Recorded information:
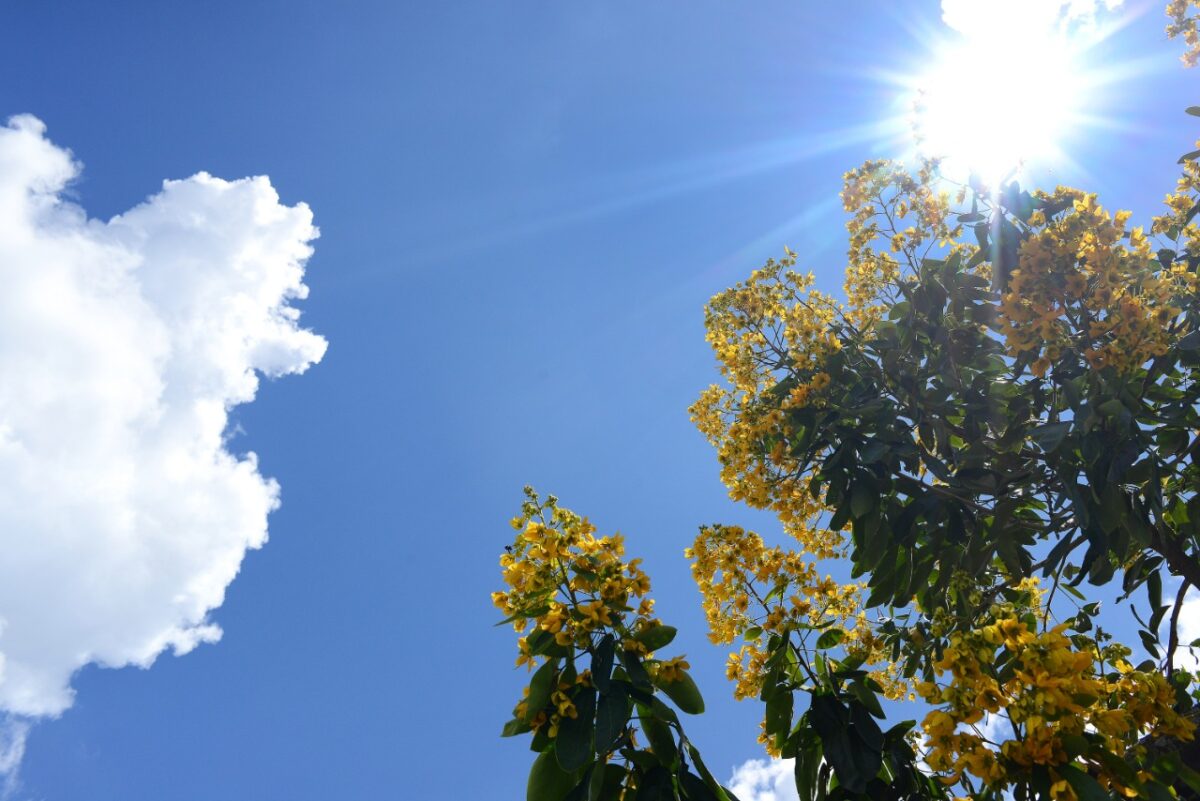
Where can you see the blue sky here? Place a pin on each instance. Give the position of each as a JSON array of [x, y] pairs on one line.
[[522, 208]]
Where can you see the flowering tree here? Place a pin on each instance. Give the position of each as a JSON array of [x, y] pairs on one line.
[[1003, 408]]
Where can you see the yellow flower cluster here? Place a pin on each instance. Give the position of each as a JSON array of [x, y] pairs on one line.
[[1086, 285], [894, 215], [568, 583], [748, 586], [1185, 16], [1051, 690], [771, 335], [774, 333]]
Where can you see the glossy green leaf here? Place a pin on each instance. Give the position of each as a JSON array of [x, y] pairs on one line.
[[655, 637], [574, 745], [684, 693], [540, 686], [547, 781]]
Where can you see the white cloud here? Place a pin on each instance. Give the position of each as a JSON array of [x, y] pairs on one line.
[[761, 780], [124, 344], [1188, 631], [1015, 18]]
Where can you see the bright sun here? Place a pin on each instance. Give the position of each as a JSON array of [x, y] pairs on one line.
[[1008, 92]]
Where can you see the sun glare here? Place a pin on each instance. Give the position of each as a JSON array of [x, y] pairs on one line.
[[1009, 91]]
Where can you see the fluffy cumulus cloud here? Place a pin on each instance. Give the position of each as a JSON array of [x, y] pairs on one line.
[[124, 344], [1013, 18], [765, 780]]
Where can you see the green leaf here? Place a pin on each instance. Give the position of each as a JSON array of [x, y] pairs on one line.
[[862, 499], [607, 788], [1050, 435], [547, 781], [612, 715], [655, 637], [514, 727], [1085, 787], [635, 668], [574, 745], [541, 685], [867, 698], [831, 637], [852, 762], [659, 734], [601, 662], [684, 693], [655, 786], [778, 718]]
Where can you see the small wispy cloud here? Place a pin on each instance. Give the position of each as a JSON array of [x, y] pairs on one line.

Directions: Present the lines as a Markdown table with the columns Row and Line, numbering each row and omitting blank lines. Begin at the first line and stop after the line that contains "335], [774, 333]]", and leave the pictures out.

Written reply:
| Row | Line |
|---|---|
| 1 | Where can you see the blue sky here? Place a pin on each instance. Give the position of each as a JSON array of [x, y] pairs on one line. |
| 2 | [[522, 208]] |
| 3 | Where can you see the flowering tree here? Place a pin on each instance. Give the position of each as a JSON array of [x, y] pairs on one line. |
| 4 | [[1003, 408]] |
| 5 | Where can you see the yellow flower cluster here? Place a pin on each instance. Give the position of each as a JSON array of [x, y] pairs on one line. |
| 6 | [[1086, 285], [894, 215], [568, 583], [748, 586], [1185, 16], [1051, 690], [771, 335], [774, 333]] |